- **EXERCISE TASK**
Copy out every line of the data below word for word, leaving the pictures out of your answer.
BEGIN DATA SECTION
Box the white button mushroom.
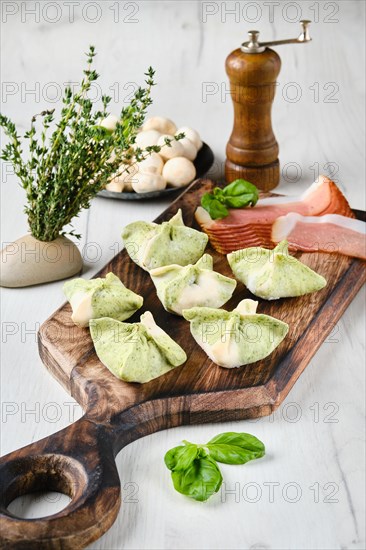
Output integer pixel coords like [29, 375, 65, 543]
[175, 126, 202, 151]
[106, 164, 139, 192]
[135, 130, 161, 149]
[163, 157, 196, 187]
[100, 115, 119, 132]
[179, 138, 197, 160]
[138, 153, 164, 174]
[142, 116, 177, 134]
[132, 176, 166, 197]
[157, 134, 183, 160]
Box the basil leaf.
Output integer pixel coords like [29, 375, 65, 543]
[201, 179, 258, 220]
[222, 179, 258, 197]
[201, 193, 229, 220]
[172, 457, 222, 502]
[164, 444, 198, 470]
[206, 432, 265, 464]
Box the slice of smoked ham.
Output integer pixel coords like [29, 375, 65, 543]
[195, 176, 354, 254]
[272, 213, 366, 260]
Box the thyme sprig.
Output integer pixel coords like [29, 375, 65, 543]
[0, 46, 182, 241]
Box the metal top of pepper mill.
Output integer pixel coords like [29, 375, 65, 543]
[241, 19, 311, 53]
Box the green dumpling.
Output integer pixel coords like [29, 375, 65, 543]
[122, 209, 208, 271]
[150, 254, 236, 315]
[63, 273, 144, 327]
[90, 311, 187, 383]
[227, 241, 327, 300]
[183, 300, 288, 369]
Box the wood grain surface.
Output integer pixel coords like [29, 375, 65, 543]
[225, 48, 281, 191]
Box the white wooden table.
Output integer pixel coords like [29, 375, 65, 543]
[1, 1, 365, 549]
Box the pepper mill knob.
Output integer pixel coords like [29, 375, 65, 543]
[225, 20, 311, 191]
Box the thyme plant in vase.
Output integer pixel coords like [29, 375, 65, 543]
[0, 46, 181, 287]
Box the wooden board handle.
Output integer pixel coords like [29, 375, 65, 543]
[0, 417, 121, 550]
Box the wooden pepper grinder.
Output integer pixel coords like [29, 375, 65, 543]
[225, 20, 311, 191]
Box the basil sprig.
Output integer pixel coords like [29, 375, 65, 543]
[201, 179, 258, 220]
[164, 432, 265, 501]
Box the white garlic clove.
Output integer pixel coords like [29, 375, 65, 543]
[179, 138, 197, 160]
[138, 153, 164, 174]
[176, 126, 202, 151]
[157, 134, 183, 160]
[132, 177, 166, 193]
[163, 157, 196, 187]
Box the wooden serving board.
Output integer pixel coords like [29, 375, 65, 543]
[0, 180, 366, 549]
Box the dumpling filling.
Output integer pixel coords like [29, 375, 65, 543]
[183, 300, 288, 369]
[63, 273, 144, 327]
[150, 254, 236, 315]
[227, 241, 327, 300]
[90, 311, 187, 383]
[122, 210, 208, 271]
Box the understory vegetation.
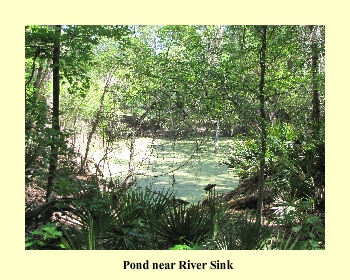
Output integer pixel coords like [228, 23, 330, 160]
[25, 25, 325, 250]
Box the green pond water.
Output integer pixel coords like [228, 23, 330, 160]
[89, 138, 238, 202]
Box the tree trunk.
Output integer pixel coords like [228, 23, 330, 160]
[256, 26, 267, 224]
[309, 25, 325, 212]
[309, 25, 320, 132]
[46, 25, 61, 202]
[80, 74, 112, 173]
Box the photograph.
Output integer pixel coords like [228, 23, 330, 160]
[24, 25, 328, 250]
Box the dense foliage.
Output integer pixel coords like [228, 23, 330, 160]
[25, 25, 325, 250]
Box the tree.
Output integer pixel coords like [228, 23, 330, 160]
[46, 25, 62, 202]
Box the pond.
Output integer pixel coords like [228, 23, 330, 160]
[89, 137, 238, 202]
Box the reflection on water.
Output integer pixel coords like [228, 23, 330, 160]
END DATA SECTION
- **THE COMPLETED TASK**
Box the white button mushroom.
Output integer pixel coords like [29, 375, 65, 543]
[175, 126, 202, 151]
[106, 164, 139, 192]
[135, 130, 161, 149]
[163, 157, 196, 187]
[100, 115, 119, 132]
[179, 138, 197, 160]
[138, 153, 164, 174]
[142, 116, 177, 134]
[132, 176, 166, 197]
[157, 134, 183, 160]
Box the basil leaf.
Output integer pixel coords like [29, 375, 65, 543]
[201, 179, 258, 220]
[222, 179, 258, 197]
[201, 193, 229, 220]
[172, 457, 222, 502]
[164, 444, 198, 470]
[206, 432, 265, 464]
Box the slice of smoked ham.
Output integer pixel coords like [29, 375, 65, 543]
[195, 176, 354, 254]
[272, 213, 366, 260]
Box the thyme sprig.
Output integer pixel coords like [29, 375, 65, 543]
[0, 46, 182, 241]
Box the metal top of pepper mill.
Output integer pixel coords like [29, 375, 65, 543]
[241, 19, 311, 53]
Box the green dumpling.
Output integer pixel coords like [29, 375, 65, 543]
[122, 209, 208, 271]
[150, 254, 236, 315]
[63, 273, 144, 327]
[90, 311, 187, 383]
[227, 241, 327, 300]
[183, 300, 288, 369]
Box the wood grain surface.
Output integer pixel coords like [29, 375, 65, 543]
[225, 48, 281, 191]
Box the white wooden table.
Output integer pixel coords like [29, 375, 65, 543]
[1, 1, 365, 549]
Box the pepper mill knob.
Output integer pixel coords like [29, 375, 65, 543]
[225, 20, 311, 191]
Box the thyme plant in vase.
Output integer pixel coords like [29, 375, 65, 543]
[0, 46, 181, 287]
Box the wooden board handle.
Output integer pixel coords like [29, 375, 65, 543]
[0, 417, 121, 550]
Box the wooden pepper grinder.
Output integer pixel coords like [29, 375, 65, 543]
[225, 20, 311, 191]
Box the basil sprig.
Output integer pixel coords like [29, 375, 65, 543]
[201, 179, 258, 220]
[164, 432, 265, 501]
Box the white garlic clove.
Output integer pixel coords like [29, 375, 65, 543]
[179, 138, 197, 160]
[138, 153, 164, 174]
[176, 126, 202, 151]
[157, 134, 183, 160]
[132, 177, 166, 193]
[163, 157, 196, 187]
Box the wooden serving board.
Output integer pixel coords like [29, 375, 65, 543]
[0, 180, 366, 549]
Box the dumpling filling.
Output integer pixel coords like [29, 375, 65, 543]
[183, 300, 288, 369]
[63, 273, 144, 327]
[150, 254, 236, 315]
[227, 241, 327, 300]
[90, 311, 187, 383]
[122, 210, 208, 271]
Box the understory vegetation.
Output integer pixel coords like [228, 23, 330, 160]
[25, 25, 325, 250]
Box the green pond water.
Output integer pixel coords like [228, 23, 330, 160]
[89, 138, 238, 202]
Box the tree trunk.
Output integer pixel coords like [228, 23, 330, 160]
[256, 26, 267, 224]
[309, 25, 325, 212]
[309, 25, 320, 132]
[46, 25, 61, 202]
[80, 74, 112, 173]
Box the photograph.
Output integer pixel coords like [228, 23, 330, 160]
[24, 25, 328, 250]
Box the dense foliage.
Output integer pixel coords like [228, 23, 330, 160]
[25, 25, 325, 250]
Box the tree.
Output integer pixel coords like [228, 23, 330, 160]
[46, 25, 62, 202]
Box the pond.
Output integer pixel coords like [228, 23, 330, 160]
[89, 137, 238, 202]
Box the reflection on water.
Output integer pixel coords like [228, 23, 330, 160]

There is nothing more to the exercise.